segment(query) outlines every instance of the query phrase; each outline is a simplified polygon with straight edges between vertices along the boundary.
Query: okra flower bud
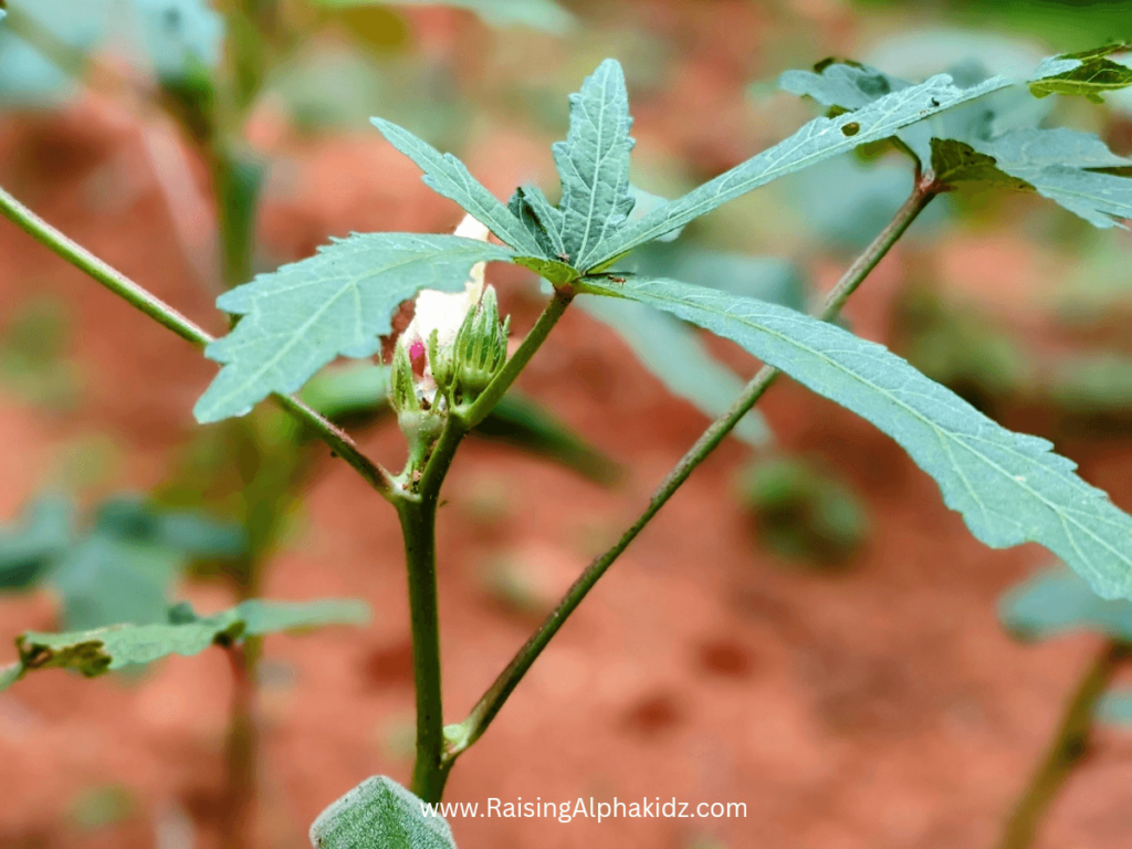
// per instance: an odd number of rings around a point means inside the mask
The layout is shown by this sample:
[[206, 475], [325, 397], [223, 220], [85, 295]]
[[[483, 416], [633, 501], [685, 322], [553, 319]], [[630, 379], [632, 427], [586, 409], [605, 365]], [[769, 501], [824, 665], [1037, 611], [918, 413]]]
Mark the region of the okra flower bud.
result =
[[511, 317], [499, 323], [499, 305], [492, 286], [487, 286], [479, 308], [469, 311], [456, 334], [454, 385], [463, 400], [474, 400], [507, 361]]

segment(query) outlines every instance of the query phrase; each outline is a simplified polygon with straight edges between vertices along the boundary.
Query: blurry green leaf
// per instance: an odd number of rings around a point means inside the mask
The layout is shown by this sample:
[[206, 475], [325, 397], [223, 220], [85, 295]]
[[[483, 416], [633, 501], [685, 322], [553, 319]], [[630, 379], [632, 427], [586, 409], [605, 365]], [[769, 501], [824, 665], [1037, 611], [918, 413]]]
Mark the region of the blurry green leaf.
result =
******************************
SHORT TASK: Rewrite the entries above, replacing "sample" with "example" everywhere it occurs and changing nothing else. Leave out the pictures.

ANSWER TO THE PROBLEM:
segment(query) outlines every instance of the query phrase; each outline is a simplified polygon with straight edges between vertices along the boundary.
Query: okra flower bud
// per instance: an odd number of rings around a point means inside the mask
The layout is shown by this example:
[[206, 475], [325, 397], [223, 220], [85, 295]]
[[[483, 416], [633, 501], [685, 322], [553, 319]], [[630, 379], [632, 427], [586, 409], [605, 365]], [[769, 501], [824, 665], [1037, 611], [918, 413]]]
Mark the region of the okra flower bud.
result =
[[511, 317], [499, 323], [499, 305], [492, 286], [487, 286], [479, 308], [469, 311], [456, 334], [454, 385], [463, 400], [474, 400], [507, 361]]

segment(query) outlines every instance of the query phrase; each outline is a simplified polygon with straight edges between vertices along the boundary.
Query: blurry green leaf
// per instance: an odd number of rings around a point means inside the mask
The layout is shown by this example:
[[206, 475], [325, 397], [223, 220], [85, 295]]
[[[483, 416], [633, 501], [685, 322], [553, 319]], [[630, 379], [632, 427], [586, 409], [605, 365]], [[769, 501], [824, 665], [1037, 611], [918, 413]]]
Mark the region of the blurry green leaf.
result =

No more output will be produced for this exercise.